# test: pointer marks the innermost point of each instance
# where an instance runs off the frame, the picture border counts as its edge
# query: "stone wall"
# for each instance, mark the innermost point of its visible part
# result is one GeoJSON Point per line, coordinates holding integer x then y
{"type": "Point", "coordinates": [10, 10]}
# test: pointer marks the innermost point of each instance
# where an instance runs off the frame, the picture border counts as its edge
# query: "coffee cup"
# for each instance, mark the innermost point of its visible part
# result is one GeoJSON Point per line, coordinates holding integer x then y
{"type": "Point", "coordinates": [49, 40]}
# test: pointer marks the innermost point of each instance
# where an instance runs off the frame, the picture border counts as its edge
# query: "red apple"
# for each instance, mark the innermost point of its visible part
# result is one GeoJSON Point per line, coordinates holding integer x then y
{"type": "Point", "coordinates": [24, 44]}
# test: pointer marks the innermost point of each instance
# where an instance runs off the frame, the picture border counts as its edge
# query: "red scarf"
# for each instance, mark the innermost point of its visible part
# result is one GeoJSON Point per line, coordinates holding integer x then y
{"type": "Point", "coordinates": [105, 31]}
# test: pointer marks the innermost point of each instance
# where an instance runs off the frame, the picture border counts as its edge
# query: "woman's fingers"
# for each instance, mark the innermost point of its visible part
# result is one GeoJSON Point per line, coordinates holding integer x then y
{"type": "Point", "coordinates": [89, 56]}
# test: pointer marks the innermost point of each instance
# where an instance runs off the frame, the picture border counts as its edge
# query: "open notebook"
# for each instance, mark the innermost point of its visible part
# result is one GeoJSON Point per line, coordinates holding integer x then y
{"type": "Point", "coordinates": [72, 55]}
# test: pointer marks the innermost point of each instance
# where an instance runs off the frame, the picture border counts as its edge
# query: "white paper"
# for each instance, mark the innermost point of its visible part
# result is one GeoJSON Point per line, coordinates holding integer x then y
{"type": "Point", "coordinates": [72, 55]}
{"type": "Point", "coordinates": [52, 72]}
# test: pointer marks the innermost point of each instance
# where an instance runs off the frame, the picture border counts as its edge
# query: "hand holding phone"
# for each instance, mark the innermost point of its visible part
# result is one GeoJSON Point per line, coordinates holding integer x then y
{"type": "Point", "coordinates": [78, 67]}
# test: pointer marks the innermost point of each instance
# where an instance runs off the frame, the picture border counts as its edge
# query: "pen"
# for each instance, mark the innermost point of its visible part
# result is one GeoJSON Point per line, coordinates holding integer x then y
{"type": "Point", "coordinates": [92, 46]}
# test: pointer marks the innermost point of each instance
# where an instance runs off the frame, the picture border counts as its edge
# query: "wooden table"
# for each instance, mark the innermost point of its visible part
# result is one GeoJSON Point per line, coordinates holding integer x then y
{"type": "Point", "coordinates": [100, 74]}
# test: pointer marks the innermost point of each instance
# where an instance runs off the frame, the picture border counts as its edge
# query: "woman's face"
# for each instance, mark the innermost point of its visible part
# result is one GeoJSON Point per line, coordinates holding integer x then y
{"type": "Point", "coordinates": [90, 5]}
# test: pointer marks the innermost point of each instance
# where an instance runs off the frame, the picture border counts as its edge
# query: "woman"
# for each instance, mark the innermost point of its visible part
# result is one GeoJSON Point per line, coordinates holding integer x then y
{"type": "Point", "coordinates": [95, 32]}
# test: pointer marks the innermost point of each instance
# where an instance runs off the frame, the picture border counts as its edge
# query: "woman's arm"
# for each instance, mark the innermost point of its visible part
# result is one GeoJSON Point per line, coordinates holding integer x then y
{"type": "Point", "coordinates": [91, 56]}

*****

[Description of the task]
Please return the full listing exactly as it appears.

[Result for this task]
# test: pointer marks the innermost point of each instance
# where an instance runs off the frame, the picture border counts as its edge
# query: "stone wall"
# for each instance, mark the innermost point of its visible part
# result is one GeoJSON Point per line, coordinates holding integer x then y
{"type": "Point", "coordinates": [10, 10]}
# test: pointer marks the innermost point of each instance
# where an instance runs off the frame, the picture border counts as its edge
# query: "coffee cup"
# for each instance, mark the innermost point of its visible part
# result is one GeoJSON Point per line, coordinates holding integer x then y
{"type": "Point", "coordinates": [49, 40]}
# test: pointer marks the innermost point of each instance
# where an instance runs off the frame, the picture border counts as its edge
# query: "red apple"
# for each instance, mark the innermost point of its visible part
# result is one GeoJSON Point per line, coordinates holding integer x then y
{"type": "Point", "coordinates": [24, 44]}
# test: pointer marks the innermost point of each instance
# where an instance runs off the frame, the picture border counts as its edge
# query: "red scarf"
# for each instance, mark the innermost point of its visible part
# result is one GeoJSON Point per line, coordinates holding integer x then y
{"type": "Point", "coordinates": [105, 31]}
# test: pointer marks the innermost point of each instance
# where an instance runs off the frame, the picture border counts as its edge
# query: "woman's fingers"
# for each instance, mark the innermost point of its visible part
# result is one GeoJSON Point per line, coordinates holding integer x then y
{"type": "Point", "coordinates": [89, 56]}
# test: pointer marks the innermost point of each instance
# where an instance runs off the frame, the picture border counts as its edge
# query: "open notebook"
# for each instance, mark the innermost point of its visible part
# result is one GeoJSON Point per line, coordinates holding integer x then y
{"type": "Point", "coordinates": [72, 55]}
# test: pointer marks the innermost point of each instance
# where an instance runs off the frame, the picture border counts as its edge
# query: "white paper"
# for each instance, mark the innermost point of its visible part
# result is one GeoJSON Point per line, coordinates holding integer x then y
{"type": "Point", "coordinates": [72, 55]}
{"type": "Point", "coordinates": [52, 72]}
# test: pointer marks the innermost point of each instance
# where an instance runs off the frame, the picture border counts as its edge
# query: "hand holding phone"
# for each instance, mark the innermost point of its visible part
# result is one GeoJSON Point per line, coordinates holding integer x then y
{"type": "Point", "coordinates": [78, 67]}
# test: pointer marks the innermost point of each instance
# where an instance runs off the frame, the picture border counts as its edge
# query: "pen"
# for each instance, mark the innermost point of its visible part
# result is one GeoJSON Point per line, coordinates holding integer x then y
{"type": "Point", "coordinates": [92, 46]}
# test: pointer marks the innermost point of each instance
# where an instance runs off the frame, the picture border counts as its edge
# query: "wooden table"
# for each instance, mark the innermost point of its visible part
# result is one GeoJSON Point per line, coordinates holding integer x then y
{"type": "Point", "coordinates": [100, 74]}
# test: pointer marks the innermost point of each instance
# where an instance runs off the frame, the picture border counts as its edge
# query: "woman's face"
# for each instance, mark the innermost point of its visible part
# result is one GeoJSON Point per line, coordinates holding integer x then y
{"type": "Point", "coordinates": [90, 5]}
# test: pointer marks the innermost point of each instance
# where an instance runs off the frame, the picture border counts as its edge
# query: "woman"
# for each instance, mark the innermost point of its visible part
# result is one GeoJSON Point per line, coordinates holding integer x then y
{"type": "Point", "coordinates": [95, 32]}
# test: pointer marks the innermost point of each instance
# where an instance runs off the frame, the picture border counts as its edge
# query: "woman's arm"
# for each instance, mark the innermost point of its visible part
# result is one GeoJSON Point per line, coordinates holding integer x then y
{"type": "Point", "coordinates": [91, 56]}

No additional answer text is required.